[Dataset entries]

--- START ---

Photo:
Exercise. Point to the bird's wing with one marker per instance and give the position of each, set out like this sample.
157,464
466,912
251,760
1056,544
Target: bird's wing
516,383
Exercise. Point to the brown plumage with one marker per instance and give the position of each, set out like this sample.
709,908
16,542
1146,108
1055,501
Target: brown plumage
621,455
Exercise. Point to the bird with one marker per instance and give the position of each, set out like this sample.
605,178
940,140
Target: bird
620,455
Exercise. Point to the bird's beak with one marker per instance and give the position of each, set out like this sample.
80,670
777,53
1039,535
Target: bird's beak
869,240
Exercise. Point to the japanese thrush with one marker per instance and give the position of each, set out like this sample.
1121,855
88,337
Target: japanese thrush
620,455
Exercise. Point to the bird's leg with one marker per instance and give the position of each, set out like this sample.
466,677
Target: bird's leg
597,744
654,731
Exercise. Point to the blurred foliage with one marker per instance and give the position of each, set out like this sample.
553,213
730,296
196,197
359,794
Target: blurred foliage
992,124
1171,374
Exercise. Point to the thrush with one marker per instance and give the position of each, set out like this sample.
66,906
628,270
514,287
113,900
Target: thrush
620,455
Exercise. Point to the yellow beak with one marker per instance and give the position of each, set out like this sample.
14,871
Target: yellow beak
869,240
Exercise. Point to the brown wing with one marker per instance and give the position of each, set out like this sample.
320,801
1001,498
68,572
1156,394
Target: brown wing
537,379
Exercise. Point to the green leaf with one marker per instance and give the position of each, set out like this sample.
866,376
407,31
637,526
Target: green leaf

--- END ---

**YOUR ASSIGNMENT**
Without leaving anything out, give the entries again exactly.

**PROBLEM SOLUTION**
Photo:
Exercise. Point to the bird's wing with one marker per instance and give the position of each, set out like this sample.
157,464
466,912
251,760
1056,544
Target: bird's wing
516,383
Exercise. Point to the brown plumage with one marker per instance and give the position of each, set out like this sample.
709,908
16,542
1146,108
1055,501
Target: brown plumage
621,455
Exercise. Point to the bird with one marker per instance and give the position of each, set out like this sample.
605,178
940,140
Target: bird
620,455
Exercise. Point to the bird's beak with one marker per instance and give the position of each, set out like this sample.
80,670
777,53
1039,535
Target: bird's beak
869,240
Exercise. Point to the japanese thrush with one marker per instance and give the position of each, set out like this sample.
1121,855
88,337
Target: japanese thrush
620,455
Exercise. Point to the bird's leg with one marker per instance and give the position of each, set out like this sample.
466,677
Target: bird's leg
597,744
654,731
Exercise. Point to the blurred foliage with one marker per instance and give the position of each, set out like this sample.
553,213
730,296
196,197
359,794
Target: blurred foliage
992,124
1171,374
Exercise. Point to the thrush with one marker per instance and give the position of each, set out like this sample.
66,906
628,270
514,287
113,900
Target: thrush
620,455
Exercise. Point to the yellow beak with one marker per instance and give the position of each, set out like this sample.
14,871
Target: yellow beak
869,240
Exercise. Point to the brown wing with one marker per instance and give the position of each, set out like this sample.
320,801
1001,498
68,572
1156,394
Target: brown wing
537,379
Exercise. Point to the green leaf with one marker per instance and give the position of each, set out like this sample.
866,376
407,31
637,526
Target: green leaf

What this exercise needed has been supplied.